■ The data:
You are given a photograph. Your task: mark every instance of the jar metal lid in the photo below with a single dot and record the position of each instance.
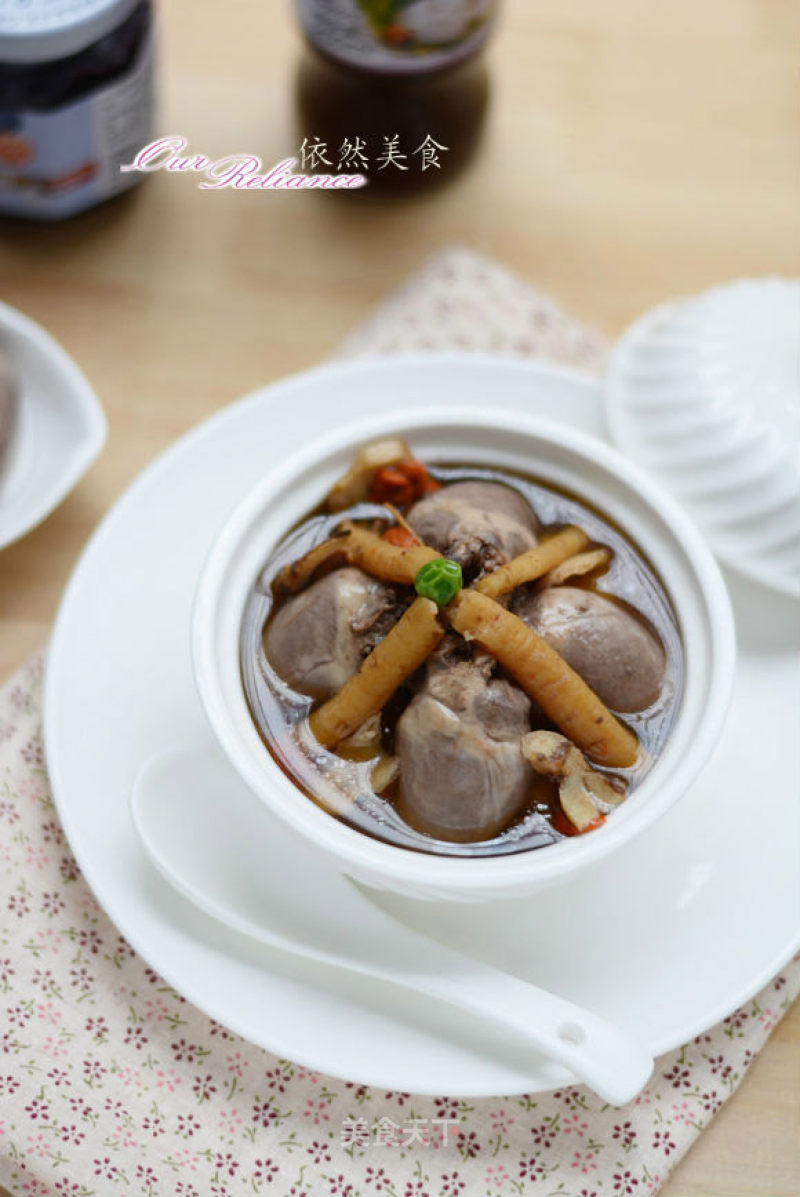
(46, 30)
--
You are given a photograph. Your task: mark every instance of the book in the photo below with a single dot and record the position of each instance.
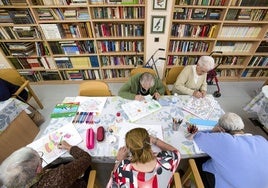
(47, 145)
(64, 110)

■ What needs to be done: Please identify each line in the listing above that contains the string "photo" and copy those lines in full, treating uppercase and lowercase letters as different.

■ Exercise output:
You are given a photograph. Your task: mark every instance of the jar metal lid in the photo below with a single dot and record the position of each instance.
You are given a photograph. Your task: mark every instance of the book in the photo below with a single dot and record the position of each instance.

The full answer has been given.